Point localization data:
--- START ---
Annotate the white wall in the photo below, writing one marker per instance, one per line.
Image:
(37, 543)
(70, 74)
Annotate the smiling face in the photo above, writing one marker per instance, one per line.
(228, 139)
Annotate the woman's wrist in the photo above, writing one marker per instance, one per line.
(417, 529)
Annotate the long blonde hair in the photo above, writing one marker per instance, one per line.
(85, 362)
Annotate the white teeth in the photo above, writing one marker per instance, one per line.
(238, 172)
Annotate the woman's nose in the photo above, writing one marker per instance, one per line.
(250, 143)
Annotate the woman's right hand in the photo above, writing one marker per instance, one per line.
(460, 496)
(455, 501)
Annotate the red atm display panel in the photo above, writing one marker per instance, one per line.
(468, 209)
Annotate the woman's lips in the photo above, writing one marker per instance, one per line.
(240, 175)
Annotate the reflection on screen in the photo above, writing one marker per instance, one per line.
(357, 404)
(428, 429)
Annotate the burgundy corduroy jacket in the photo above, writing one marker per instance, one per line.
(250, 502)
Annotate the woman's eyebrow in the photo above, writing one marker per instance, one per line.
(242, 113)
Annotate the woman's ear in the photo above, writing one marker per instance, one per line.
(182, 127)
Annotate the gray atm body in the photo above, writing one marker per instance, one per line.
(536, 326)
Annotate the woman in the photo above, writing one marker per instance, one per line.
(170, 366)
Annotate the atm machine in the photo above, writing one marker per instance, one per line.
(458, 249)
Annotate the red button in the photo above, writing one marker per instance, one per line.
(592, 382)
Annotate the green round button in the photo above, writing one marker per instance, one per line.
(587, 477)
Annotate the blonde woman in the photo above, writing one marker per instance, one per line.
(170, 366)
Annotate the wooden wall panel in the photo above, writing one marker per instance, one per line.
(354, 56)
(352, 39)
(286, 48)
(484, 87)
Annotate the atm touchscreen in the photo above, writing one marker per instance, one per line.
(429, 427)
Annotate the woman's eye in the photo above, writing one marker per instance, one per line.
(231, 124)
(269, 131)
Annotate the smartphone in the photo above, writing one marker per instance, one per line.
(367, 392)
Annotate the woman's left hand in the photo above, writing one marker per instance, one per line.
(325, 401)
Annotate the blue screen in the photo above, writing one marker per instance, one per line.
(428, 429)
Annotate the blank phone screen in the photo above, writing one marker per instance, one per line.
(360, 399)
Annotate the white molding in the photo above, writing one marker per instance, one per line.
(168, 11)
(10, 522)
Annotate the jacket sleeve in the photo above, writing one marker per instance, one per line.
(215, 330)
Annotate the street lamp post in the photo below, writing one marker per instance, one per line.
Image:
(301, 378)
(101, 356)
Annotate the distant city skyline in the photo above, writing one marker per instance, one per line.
--- END ---
● **HOW TO COMPLETE THIS TASK**:
From the first line to the last, retype the records exactly as they stand above.

● **EXPECTED ANSWER**:
Annotate the white wall in the photo below, writing one marker per instance, one per line.
Image:
(37, 543)
(70, 74)
Annotate the smiling face in the photo above, writing one marker per instance, one per line.
(228, 139)
Annotate the woman's wrist in the photo above, writing one marker per instance, one per line.
(417, 529)
Annotate the long blonde hair in the photo above, writing one marker per instance, one per line.
(85, 362)
Annotate the white teeth in the photo above, writing one marker per instance, one per line.
(238, 172)
Annotate the woman's nose in the photo above, writing one marker per instance, one per line.
(250, 143)
Annotate the woman's right hand in the photo above, writing one marker per instance, one per line.
(460, 496)
(455, 501)
Annotate the red atm display panel in the photo above, writing one marker per instance, one per line.
(468, 209)
Annotate the woman's lips in the photo above, writing one marker per instance, one per line.
(240, 175)
Annotate the reflection on screen in the photo above, writing one marker per instance, one per line.
(357, 404)
(428, 429)
Annotate the burgundy corduroy jacket in the photo above, writing one marker per instance, one per line.
(250, 502)
Annotate the woman's eyebrow in the photo above, writing one marker per instance, one per line.
(242, 113)
Annotate the woman's ear in the photo above, writing one marker per instance, one per line.
(182, 127)
Annotate the gray atm body in the photo above, writing one marker per instance, one per line.
(536, 326)
Annotate the woman in the photo above, writing one marker per instance, one per line.
(170, 366)
Annotate the atm machine in the photo above, writing one marker per instance, one per line.
(458, 249)
Annotate the red button in the photo above, writing one marker per instance, one per line.
(592, 382)
Annotate the green round button in the photo above, writing one marker per instance, one per line.
(587, 477)
Annotate the blonde woman in the photo above, writing one marker per instance, one per line.
(170, 366)
Annotate the wooden wall panel in the photo above, writing one marker per instance, one per line.
(354, 56)
(352, 39)
(286, 48)
(484, 87)
Annotate the atm touchscreen in the photo above, writing one marker per instance, one per line.
(429, 427)
Annotate the woman's eye in the photo above, writing one marker per instance, one per line.
(231, 124)
(269, 131)
Annotate the smartphone in the photo above, writing one marker per instance, one per line.
(367, 392)
Annotate the woman's left hand in the photo above, writing one marker per instance, one per line.
(325, 401)
Annotate the blue screen in the photo above, writing one marker per instance, one per line.
(428, 429)
Annotate the blank phone screen in the photo above, writing one marker per instance, one per line.
(360, 399)
Annotate the white molding in the photo above, writing one marker per instance, one per line.
(168, 11)
(10, 522)
Annotate the jacket sleeve in the photo above, writing one marker per instance, one per line.
(215, 330)
Annotate the street lamp post in the photo below, writing one marker per instance, one per line.
Image:
(301, 378)
(101, 356)
Annotate the distant city skyline in the photo above, writing one marker per instance, one per line.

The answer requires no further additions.